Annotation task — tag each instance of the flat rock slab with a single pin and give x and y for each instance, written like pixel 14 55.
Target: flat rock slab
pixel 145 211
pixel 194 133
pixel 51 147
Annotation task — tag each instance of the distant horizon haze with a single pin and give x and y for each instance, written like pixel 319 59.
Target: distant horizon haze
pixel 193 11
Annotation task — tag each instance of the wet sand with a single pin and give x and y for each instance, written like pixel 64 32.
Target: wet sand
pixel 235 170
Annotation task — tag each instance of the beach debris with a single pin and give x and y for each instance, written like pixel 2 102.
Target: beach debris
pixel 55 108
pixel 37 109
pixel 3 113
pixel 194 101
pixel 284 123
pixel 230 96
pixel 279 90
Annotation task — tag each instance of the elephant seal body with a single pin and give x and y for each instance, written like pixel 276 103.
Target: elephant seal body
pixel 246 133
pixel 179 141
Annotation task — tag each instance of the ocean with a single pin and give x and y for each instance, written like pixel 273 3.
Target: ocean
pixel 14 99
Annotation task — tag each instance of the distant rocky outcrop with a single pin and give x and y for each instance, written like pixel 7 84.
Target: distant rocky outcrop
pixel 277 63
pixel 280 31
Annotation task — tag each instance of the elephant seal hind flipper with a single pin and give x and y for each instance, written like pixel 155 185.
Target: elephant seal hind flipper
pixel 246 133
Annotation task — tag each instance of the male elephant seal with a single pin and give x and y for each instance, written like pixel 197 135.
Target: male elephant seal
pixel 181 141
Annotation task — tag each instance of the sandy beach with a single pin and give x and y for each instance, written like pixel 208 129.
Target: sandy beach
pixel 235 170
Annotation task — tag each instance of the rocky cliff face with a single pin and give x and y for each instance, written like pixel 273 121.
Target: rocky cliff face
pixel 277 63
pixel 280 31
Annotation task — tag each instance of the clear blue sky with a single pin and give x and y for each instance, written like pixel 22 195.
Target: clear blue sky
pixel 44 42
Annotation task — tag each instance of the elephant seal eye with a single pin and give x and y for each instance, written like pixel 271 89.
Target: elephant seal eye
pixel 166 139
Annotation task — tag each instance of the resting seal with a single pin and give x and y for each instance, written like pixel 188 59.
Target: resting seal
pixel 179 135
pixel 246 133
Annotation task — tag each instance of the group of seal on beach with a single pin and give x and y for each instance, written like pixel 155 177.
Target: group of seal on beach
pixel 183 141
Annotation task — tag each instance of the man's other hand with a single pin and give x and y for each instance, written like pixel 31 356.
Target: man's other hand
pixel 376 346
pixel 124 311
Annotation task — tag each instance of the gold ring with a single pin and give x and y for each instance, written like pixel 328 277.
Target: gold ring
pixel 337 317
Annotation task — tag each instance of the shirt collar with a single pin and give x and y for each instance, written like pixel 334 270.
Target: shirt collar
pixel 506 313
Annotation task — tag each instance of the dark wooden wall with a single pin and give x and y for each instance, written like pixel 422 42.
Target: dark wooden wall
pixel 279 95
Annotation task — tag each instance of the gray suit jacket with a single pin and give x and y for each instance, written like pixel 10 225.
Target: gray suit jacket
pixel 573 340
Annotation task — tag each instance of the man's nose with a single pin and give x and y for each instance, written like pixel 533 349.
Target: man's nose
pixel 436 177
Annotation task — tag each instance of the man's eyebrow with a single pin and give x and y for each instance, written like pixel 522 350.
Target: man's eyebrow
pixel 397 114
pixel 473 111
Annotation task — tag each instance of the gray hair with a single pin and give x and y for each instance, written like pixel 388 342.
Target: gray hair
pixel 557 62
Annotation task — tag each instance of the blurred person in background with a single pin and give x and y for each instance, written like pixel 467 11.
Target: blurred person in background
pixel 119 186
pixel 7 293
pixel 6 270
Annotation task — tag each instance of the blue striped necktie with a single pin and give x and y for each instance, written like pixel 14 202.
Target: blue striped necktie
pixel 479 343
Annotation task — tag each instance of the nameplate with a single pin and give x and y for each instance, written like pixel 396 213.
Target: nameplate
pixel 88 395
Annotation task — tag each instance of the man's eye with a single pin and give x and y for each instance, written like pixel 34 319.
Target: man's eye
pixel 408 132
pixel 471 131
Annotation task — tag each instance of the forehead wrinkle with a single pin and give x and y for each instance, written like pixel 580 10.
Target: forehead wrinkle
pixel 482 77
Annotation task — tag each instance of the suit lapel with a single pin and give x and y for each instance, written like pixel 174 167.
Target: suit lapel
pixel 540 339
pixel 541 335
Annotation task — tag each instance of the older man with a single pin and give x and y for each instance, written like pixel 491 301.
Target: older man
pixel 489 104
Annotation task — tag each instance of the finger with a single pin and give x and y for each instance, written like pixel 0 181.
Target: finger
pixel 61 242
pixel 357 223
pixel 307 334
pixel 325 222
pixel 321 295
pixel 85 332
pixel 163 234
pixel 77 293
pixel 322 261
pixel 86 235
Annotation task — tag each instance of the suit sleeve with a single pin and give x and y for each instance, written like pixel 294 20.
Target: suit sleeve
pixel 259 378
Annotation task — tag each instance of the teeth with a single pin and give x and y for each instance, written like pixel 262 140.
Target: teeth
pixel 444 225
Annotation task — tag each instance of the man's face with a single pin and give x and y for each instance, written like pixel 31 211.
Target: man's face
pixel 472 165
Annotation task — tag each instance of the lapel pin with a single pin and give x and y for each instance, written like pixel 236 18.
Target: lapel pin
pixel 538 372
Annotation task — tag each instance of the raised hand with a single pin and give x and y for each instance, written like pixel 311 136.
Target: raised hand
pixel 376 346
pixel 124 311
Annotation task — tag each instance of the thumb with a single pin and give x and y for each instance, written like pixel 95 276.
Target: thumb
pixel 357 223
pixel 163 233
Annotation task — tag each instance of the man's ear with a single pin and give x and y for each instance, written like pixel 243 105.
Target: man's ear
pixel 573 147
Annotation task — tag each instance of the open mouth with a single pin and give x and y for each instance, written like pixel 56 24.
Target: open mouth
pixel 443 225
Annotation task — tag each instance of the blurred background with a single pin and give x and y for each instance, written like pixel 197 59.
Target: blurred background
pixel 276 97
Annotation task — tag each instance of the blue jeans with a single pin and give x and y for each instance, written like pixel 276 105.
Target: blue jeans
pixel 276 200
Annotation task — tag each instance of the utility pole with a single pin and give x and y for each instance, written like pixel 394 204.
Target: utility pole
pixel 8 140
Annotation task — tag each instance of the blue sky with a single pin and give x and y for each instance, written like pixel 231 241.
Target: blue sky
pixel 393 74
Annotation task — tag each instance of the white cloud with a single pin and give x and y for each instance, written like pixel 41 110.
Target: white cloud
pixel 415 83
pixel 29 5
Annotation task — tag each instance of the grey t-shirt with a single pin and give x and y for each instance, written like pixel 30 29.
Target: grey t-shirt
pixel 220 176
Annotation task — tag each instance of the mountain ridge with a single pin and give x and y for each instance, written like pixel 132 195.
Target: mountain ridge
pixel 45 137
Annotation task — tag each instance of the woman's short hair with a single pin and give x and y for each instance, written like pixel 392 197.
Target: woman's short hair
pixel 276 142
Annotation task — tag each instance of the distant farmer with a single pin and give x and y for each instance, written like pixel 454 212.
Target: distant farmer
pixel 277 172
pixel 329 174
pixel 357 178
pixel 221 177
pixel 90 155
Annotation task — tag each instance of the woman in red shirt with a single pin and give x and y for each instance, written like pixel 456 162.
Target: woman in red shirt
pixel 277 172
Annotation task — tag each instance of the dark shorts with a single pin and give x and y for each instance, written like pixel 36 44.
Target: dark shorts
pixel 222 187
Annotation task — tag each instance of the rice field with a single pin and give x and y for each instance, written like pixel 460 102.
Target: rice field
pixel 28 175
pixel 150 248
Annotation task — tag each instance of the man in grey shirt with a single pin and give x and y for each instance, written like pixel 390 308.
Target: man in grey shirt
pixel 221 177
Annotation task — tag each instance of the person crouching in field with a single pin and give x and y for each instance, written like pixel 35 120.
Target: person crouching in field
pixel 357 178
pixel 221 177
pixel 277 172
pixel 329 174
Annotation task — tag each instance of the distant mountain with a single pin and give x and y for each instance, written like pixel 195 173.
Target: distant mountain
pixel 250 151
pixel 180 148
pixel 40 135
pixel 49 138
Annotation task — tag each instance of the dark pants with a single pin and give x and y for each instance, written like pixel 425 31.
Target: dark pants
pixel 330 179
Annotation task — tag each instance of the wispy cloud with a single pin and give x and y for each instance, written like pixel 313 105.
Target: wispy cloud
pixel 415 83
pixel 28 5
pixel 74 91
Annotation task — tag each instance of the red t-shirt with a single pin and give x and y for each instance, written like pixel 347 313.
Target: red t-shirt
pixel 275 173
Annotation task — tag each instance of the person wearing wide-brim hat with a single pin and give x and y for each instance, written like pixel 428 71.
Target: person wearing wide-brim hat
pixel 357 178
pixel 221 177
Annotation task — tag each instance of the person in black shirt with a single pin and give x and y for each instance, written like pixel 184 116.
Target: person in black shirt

□ □ □ □ □ □ □

> [What to work on] Nothing but the lines from the one holding "Annotation task — tag each instance of the man in" to the end of the entries should be returned, each exactly as it stands.

> [Written reply]
Annotation task — tag each instance of the man in grey shirt with a single pin and give x and y for each instance, written like pixel 390 308.
Target: man in grey shirt
pixel 221 177
Annotation task — tag each instance of the person crouching in field with a single pin and give x and y for each instance, written like pixel 35 120.
Target: person crouching in field
pixel 357 178
pixel 221 177
pixel 277 172
pixel 329 174
Annotation task — tag each instance of the distant mountain with a single pin and give x and y for each instance, written like pixel 195 173.
Target: distant mountain
pixel 250 151
pixel 180 148
pixel 40 135
pixel 49 138
Annotation task — tag each instance of the dark pants with a single pin and give x and y for each instance, written like pixel 425 31.
Target: dark pants
pixel 330 179
Annotation task — tag each instance of the wispy cloud with a single pin and give x and y for each instance, written like pixel 313 105.
Target: wispy cloud
pixel 415 83
pixel 28 5
pixel 74 91
Annotation task — tag each instance of the red t-shirt with a single pin and give x and y for each instance, written like pixel 347 313.
Target: red t-shirt
pixel 275 173
Annotation task — tag each instance of the person wearing wide-brim hat with a single pin and give x and y for each instance, written like pixel 428 71.
Target: person wearing wide-brim hat
pixel 357 178
pixel 221 177
Annotation task — tag each instance of the person in black shirt with a single pin and give x and y for each instance, written like pixel 184 116.
Target: person in black shirt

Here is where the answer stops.